■ **Records from a dataset**:
────────────────────

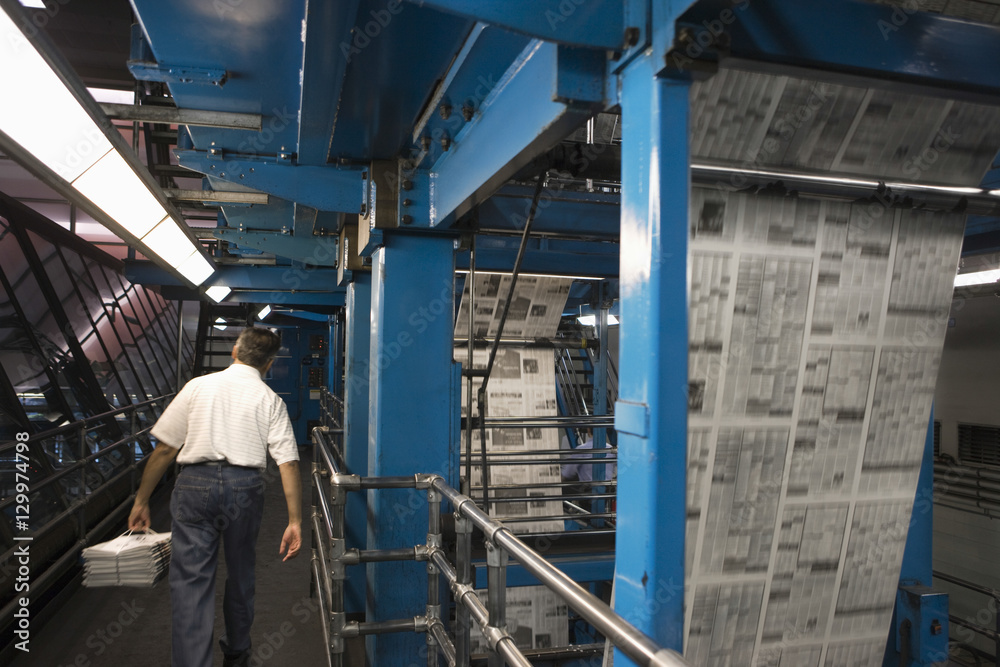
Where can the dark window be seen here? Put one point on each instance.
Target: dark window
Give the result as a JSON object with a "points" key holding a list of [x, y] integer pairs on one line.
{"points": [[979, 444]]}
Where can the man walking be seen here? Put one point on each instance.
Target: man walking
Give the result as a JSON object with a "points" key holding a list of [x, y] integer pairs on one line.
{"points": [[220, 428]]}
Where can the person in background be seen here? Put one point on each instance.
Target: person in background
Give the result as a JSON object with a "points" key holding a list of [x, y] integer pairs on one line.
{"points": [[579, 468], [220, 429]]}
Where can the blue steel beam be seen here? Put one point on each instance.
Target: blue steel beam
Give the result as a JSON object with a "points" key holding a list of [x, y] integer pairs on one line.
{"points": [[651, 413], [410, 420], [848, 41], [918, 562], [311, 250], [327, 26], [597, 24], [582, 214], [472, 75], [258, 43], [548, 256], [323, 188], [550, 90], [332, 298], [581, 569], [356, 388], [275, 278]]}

────────────────────

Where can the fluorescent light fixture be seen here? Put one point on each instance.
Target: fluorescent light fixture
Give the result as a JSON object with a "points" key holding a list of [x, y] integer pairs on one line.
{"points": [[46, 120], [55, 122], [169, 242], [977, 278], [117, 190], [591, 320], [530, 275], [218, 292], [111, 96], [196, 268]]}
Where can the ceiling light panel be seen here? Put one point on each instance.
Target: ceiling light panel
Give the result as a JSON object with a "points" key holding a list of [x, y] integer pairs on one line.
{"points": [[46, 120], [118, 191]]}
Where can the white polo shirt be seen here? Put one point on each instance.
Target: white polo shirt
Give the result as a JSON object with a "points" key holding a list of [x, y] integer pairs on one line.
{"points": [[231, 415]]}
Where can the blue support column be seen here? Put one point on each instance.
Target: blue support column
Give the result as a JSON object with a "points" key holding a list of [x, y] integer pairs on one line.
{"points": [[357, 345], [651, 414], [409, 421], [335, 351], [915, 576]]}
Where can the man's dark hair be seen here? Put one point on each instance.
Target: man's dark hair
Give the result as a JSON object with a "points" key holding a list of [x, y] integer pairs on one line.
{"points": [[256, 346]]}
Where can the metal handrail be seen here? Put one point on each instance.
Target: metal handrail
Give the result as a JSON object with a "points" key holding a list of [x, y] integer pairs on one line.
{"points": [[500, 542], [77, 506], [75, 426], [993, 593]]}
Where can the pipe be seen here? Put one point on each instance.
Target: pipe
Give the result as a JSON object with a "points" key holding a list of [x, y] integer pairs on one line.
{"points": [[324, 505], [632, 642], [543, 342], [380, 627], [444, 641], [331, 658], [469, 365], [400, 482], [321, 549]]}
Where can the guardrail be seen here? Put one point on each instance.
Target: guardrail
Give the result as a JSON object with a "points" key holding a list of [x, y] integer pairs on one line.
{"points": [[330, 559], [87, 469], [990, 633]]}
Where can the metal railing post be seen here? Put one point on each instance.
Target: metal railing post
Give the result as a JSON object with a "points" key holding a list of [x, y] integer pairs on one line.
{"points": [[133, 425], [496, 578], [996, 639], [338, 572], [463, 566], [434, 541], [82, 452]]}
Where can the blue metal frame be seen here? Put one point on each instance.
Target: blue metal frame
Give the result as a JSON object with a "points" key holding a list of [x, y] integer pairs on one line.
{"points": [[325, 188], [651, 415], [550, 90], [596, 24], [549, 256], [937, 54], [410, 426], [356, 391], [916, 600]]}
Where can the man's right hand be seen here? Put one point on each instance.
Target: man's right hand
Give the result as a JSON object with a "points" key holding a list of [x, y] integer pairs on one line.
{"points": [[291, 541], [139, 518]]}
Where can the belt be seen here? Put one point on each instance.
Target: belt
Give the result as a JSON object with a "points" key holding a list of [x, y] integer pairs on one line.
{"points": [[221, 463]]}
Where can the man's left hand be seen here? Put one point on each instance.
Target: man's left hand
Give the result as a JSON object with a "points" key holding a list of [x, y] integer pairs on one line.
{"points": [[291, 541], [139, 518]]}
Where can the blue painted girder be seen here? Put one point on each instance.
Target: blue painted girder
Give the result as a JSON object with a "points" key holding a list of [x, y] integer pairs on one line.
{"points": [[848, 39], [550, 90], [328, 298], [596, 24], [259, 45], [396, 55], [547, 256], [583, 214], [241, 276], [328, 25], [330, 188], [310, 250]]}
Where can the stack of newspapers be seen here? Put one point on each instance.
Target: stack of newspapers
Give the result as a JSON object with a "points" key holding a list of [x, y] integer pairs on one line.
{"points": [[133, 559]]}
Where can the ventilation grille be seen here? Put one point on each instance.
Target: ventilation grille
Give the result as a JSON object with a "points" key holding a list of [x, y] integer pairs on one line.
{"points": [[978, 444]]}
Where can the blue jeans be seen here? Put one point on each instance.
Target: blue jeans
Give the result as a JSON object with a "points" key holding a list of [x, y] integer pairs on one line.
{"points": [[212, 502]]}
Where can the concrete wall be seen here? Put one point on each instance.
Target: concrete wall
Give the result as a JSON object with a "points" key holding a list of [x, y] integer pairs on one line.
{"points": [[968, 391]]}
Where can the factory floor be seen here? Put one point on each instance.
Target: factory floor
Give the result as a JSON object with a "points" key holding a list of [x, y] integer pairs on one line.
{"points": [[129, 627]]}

────────────────────

■ **WORK TO COMPLETE**: Copy exactly the stretch of data above from the line with "Target: man's dark hair" through the line with "Target: blue metal frame", and omit all other lines.

■ **YOUR RESPONSE**:
Target: man's dark hair
Give the result as a JSON object with a "points" key holding a list of [x, y] integer pairs on one line.
{"points": [[256, 346]]}
Where can the metal handrail be seen here? Put one point on each instance.
Target: metal handrail
Give the result as a JSON object with a "points" key holding a list of [x, y] integer pairs on one line.
{"points": [[500, 542], [77, 506], [75, 426], [993, 593]]}
Where can the pipe be seen here? Put one point on each instance.
Target: pipe
Give the result as a JSON object with a "points" key holding a list of [x, y] integer pairs on one line.
{"points": [[324, 505], [632, 642], [543, 342], [380, 627], [444, 641], [331, 658], [469, 365], [400, 482], [321, 549]]}
Where can the guardrail be seen here? Put one point on each instance.
Target: guardrail
Give the result as a JSON object with a "points" key holding a list of [x, y] integer pairs on one line.
{"points": [[330, 559], [87, 469], [990, 633]]}
Where can the metal railing post be seen here? Put one point on each instance.
Target: metal railing post
Give the result as a JSON object with a "points" key holding a list of [x, y] integer pairs on one line.
{"points": [[133, 425], [496, 578], [996, 639], [338, 572], [463, 566], [434, 541], [82, 452]]}
Where can the blue metal frame be seen here? Put one point on each instance.
Target: blue metal frame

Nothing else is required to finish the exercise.